▸ Records
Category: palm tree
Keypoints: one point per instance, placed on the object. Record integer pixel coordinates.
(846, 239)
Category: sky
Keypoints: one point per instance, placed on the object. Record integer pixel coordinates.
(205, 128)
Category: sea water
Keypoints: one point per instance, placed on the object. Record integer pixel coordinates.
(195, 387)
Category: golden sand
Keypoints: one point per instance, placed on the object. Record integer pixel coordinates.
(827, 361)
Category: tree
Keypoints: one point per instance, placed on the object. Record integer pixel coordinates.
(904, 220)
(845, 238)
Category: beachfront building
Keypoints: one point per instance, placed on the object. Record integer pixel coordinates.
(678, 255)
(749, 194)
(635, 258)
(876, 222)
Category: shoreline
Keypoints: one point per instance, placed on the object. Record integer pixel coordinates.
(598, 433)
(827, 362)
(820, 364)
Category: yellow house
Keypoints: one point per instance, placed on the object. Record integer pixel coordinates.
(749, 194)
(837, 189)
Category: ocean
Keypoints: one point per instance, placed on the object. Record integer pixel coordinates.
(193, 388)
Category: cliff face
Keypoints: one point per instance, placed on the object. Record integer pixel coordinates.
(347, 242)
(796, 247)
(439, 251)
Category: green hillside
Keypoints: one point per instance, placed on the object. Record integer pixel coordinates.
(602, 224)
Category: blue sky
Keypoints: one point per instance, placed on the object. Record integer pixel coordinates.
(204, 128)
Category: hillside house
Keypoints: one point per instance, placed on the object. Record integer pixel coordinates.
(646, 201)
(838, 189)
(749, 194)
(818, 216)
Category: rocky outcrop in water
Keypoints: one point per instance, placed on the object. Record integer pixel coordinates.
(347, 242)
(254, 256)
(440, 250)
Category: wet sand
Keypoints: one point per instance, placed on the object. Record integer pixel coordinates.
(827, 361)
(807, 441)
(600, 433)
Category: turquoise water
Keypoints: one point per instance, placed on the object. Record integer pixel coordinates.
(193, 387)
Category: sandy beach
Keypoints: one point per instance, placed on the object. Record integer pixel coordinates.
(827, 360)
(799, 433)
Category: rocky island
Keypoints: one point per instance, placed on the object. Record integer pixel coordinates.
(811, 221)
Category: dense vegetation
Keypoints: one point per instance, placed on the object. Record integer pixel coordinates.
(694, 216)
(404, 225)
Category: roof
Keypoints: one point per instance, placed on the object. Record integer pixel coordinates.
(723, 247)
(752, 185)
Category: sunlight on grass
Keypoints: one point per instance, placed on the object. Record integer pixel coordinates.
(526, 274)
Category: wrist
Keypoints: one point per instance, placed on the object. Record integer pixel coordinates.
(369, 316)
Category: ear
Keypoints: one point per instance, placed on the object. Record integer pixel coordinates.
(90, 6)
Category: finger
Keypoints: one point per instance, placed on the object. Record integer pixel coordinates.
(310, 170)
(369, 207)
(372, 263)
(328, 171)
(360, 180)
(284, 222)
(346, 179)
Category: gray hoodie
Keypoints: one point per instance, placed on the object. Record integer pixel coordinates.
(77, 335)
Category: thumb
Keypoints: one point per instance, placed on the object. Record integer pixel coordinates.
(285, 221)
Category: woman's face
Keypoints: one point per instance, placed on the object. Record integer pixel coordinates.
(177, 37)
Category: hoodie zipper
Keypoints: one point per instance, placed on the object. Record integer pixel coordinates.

▸ Exercise
Reproduce every one of the records above word for word, line by line, in their original order.

▸ Result
Category: palm tree
Keypoints: one point per instance, placed on the object. Record integer pixel coordinates.
(846, 239)
Category: sky
Keypoints: one point per instance, placed on the object. Record integer pixel coordinates.
(205, 128)
Category: sea water
Keypoints: one point per instance, placed on the object. Record integer pixel coordinates.
(195, 387)
Category: golden sand
Keypoints: one point per instance, placed on the object. Record integer pixel coordinates.
(827, 361)
Category: tree
Keypoints: one point per instance, placed on the object. Record integer pixel coordinates.
(904, 220)
(845, 238)
Category: beachfront building
Keypoints: one point per instance, placed on the object. Record integer pixel coordinates.
(678, 255)
(749, 194)
(635, 258)
(876, 222)
Category: shoreline
Keypoints: one point per instance, placed on the object. Record integer pixel coordinates.
(598, 433)
(827, 362)
(820, 364)
Category: yellow house
Keypoints: one point per instance, placed on the object. Record integer pixel coordinates.
(749, 194)
(837, 189)
Category: ocean
Keypoints: one point per instance, placed on the object. Record integer pixel coordinates.
(193, 388)
Category: cliff face
Keypoints: one point per instance, placed on the object. Record integer pixel coordinates.
(347, 242)
(796, 247)
(439, 251)
Category: green hillside
Keypoints: one point per instance, placed on the object. Record integer pixel coordinates.
(602, 224)
Category: blue sky
Keypoints: one point per instance, placed on the object. Record integer pixel coordinates.
(204, 128)
Category: hillside house
Keypoints: one point per instance, placed on the object. Record integer pixel coordinates.
(646, 201)
(838, 189)
(749, 194)
(818, 216)
Category: rocky outcrop in water
Keypoints: one point per instance, placed on the object. Record integer pixel coordinates.
(347, 242)
(254, 256)
(440, 250)
Category: wet sand
Keypoints: one point per instance, placed on the object. Record integer pixel coordinates.
(827, 361)
(807, 441)
(600, 433)
Category: turquoise water
Keypoints: one point per instance, placed on the object. Record integer pixel coordinates.
(193, 387)
Category: sandy beach
Keypoints: one point per instance, placed on the object. Record integer pixel coordinates.
(827, 360)
(799, 433)
Category: rocky island
Keypoints: one point per instance, placed on the object. Record integer pixel coordinates.
(811, 221)
Category: dense vegetation
Keypoints: one point per instance, placed on the object. Record integer pixel coordinates.
(694, 216)
(404, 225)
Category: roof
Keypoints: one point per instance, placed on the object. Record integer pixel coordinates.
(723, 247)
(752, 185)
Category: sunlight on grass
Keypoints: one point per instance, placed on the object. Record integer pixel coordinates.
(526, 274)
Category: wrist
Keypoints: one point per instance, placed on the object. Record integer pixel coordinates.
(369, 316)
Category: ear
Keypoints: one point per instance, placed on the object. Record integer pixel coordinates.
(90, 6)
Category: finger
Keypoints: one point per instance, placed on the object. Record integer pixel coordinates.
(310, 170)
(369, 207)
(372, 263)
(328, 171)
(360, 180)
(284, 222)
(346, 179)
Category: gray hoodie
Keypoints: one point per instance, placed on the object. Record integer pixel coordinates.
(77, 335)
Category: thumb
Keypoints: one point per instance, placed on the object. Record integer pixel coordinates.
(285, 221)
Category: woman's face
Keypoints: one point per instance, placed on the object. Record integer pixel coordinates.
(177, 37)
Category: hoodie zipper
Keypoints: one point per instance, placed on the object. Record integer pixel coordinates.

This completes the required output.